# [REQUIRED WORK]
Turn the data from the line containing "Given the photograph below" through the line containing "450], [78, 523]]" into a numbered list. Skip blank lines and leave out the pictures.

* Begin SUPPLIED ENTRIES *

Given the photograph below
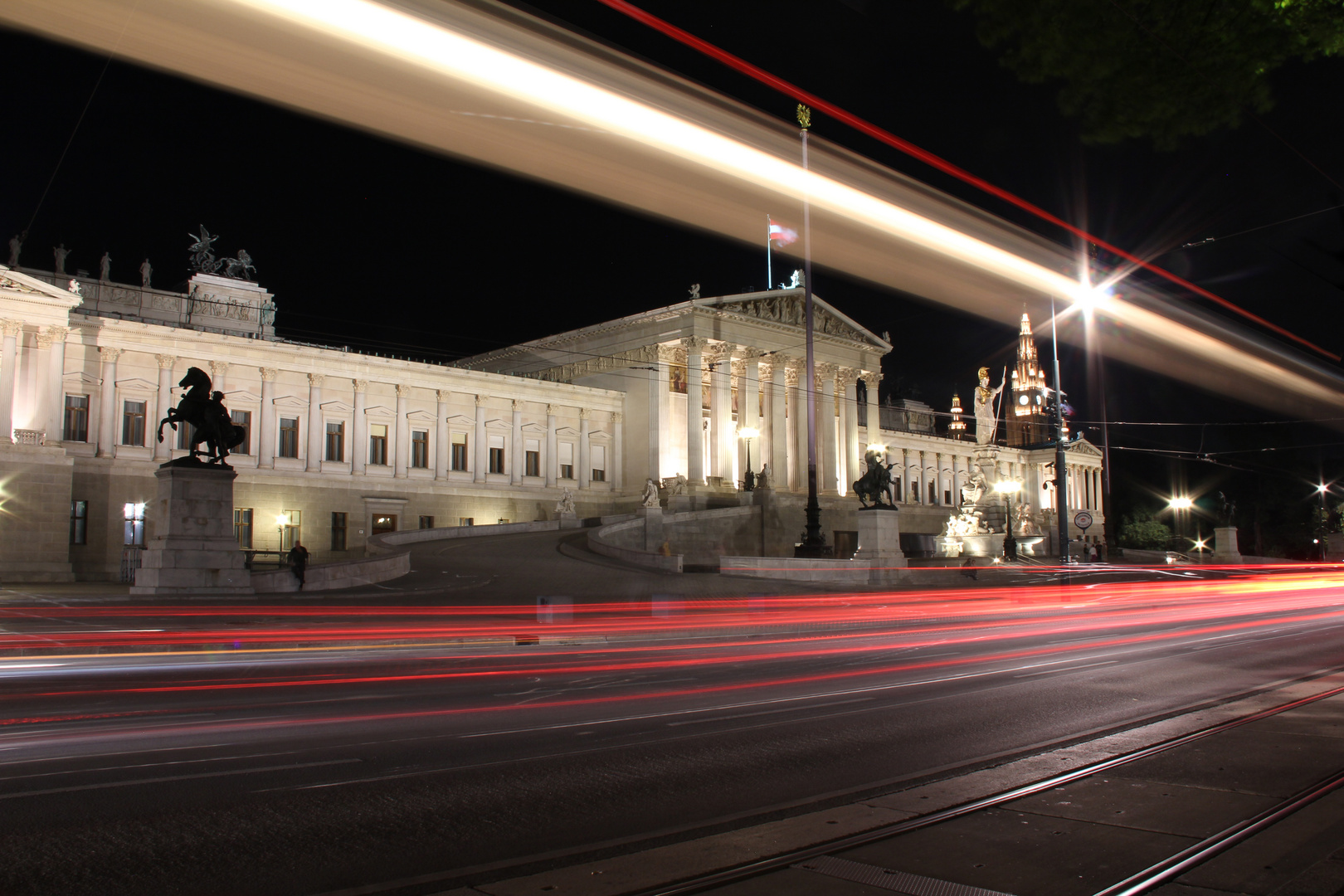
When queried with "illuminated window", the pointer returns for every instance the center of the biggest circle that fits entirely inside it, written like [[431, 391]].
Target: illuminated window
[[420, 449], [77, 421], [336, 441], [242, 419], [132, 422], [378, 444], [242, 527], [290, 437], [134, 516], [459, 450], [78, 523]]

* End SUPPLIED ENTRIES *
* Begin SUPPLIED ENTRIES *

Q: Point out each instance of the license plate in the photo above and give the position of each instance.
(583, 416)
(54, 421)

* End SUPPLIED ENTRIES *

# [RESULT]
1. Given the photograph below
2. When queried with "illuminated window", the pointer returns for every instance the center of the biggest circle that fits entirely inside it, written like [[431, 391]].
3. Target: illuminated window
4. [[420, 449], [77, 421], [336, 441], [242, 419], [132, 422], [378, 444], [242, 527], [290, 437], [134, 516], [459, 450], [78, 523]]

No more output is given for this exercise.